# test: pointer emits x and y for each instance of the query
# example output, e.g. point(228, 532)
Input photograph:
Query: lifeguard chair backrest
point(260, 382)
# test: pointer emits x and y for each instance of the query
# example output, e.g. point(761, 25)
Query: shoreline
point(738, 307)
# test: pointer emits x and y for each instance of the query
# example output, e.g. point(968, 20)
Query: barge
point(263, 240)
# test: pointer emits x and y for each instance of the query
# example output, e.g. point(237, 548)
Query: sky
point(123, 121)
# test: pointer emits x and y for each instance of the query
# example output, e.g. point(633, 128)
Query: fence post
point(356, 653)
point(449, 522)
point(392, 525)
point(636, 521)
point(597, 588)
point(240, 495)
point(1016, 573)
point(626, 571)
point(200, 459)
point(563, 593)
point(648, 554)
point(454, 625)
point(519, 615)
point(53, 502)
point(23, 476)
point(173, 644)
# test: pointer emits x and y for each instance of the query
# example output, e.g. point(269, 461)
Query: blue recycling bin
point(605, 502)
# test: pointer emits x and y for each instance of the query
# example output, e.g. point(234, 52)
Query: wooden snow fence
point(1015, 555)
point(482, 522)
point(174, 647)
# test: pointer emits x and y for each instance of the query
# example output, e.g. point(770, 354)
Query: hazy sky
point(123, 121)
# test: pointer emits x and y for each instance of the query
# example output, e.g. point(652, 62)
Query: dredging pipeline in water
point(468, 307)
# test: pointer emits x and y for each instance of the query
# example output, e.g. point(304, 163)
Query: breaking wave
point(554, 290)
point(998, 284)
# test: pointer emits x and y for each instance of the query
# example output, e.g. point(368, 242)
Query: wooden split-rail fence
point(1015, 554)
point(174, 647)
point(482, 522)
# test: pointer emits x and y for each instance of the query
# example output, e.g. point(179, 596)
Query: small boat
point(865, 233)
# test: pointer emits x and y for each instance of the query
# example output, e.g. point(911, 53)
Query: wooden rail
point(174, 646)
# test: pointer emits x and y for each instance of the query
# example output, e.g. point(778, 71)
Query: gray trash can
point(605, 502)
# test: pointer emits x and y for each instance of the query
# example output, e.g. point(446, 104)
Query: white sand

=======

## [Given task]
Which lines of the material contain the word "fence"? Pull out every such line in full, treating uppercase and lowercase as different.

## [Task solution]
Query: fence post
Query: wooden snow fence
Query: wooden split-rail fence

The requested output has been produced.